[Python-ideas] NAN handling in the statistics module

Steven D'Aprano steve at pearwood.info
Mon Jan 7 03:09:54 EST 2019

(By the way, I'm not outright disagreeing with you, I'm trying to weigh 
up the pros and cons of your position. You've given me a lot to think 
about. More below.)

On Sun, Jan 06, 2019 at 11:31:30PM -0800, Nathaniel Smith wrote:
> On Sun, Jan 6, 2019 at 11:06 PM Steven D'Aprano <steve at pearwood.info> wrote:
> > I'm not wedded to the idea that the default ought to be the current
> > behaviour. If there is a strong argument for one of the others, I'm
> > listening.
> "Errors should never pass silently"? Silently returning nonsensical
> results is hard to defend as a default behavior IMO :-)

If you violate the assumptions of the function, just about everything 
can in principle return nonsensical results. True, most of the time you 
have to work hard at it:

class MyList(list):
    def __len__(self):
        return random.randint(0, sys.maxint)

but it isn't unreasonable to document the assumptions of a function, and 
if the caller violates those assumptions, Garbage In Garbage Out 

E.g. bisect requires that your list is sorted in ascending order. If it 
isn't, the results you get are nonsensical.

py> data = [8, 6, 4, 2, 0]
py> bisect.bisect(data, 1)

That's not a bug in bisect, that's a bug in the caller's code, and it 
isn't bisect's responsibility to fix it.

**EXERCISE AIM**
Repeat the post on NAN handling from "On Sun, Jan 06, 2019" up to and including "behavior IMO :-)", substituting "meaningless" for each occurrence of "nonsensical". The records come from a separate source unrelated to the post.

(Saved entries)
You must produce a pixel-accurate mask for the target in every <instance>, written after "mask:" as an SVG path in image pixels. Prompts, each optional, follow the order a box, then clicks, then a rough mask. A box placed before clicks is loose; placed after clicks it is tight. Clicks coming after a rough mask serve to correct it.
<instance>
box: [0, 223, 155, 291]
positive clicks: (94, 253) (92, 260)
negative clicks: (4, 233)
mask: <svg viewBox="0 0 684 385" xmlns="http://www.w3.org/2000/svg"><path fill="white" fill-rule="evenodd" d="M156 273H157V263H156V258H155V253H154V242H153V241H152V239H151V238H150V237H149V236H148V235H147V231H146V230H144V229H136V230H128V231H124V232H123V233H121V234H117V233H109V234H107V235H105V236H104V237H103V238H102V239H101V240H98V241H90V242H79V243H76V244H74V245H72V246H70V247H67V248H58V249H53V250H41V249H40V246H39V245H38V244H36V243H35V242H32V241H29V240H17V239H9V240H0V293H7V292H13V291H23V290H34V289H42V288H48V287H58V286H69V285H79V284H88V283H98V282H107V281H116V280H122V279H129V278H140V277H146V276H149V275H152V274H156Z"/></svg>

**OUTPUT FOR THIS EXERCISE**
On Sun, Jan 06, 2019 at 11:31:30PM -0800, Nathaniel Smith wrote:
> On Sun, Jan 6, 2019 at 11:06 PM Steven D'Aprano <steve at pearwood.info> wrote:
> > I'm not wedded to the idea that the default ought to be the current
> > behaviour. If there is a strong argument for one of the others, I'm
> > listening.
> "Errors should never pass silently"? Silently returning meaningless
> results is hard to defend as a default behavior IMO :-)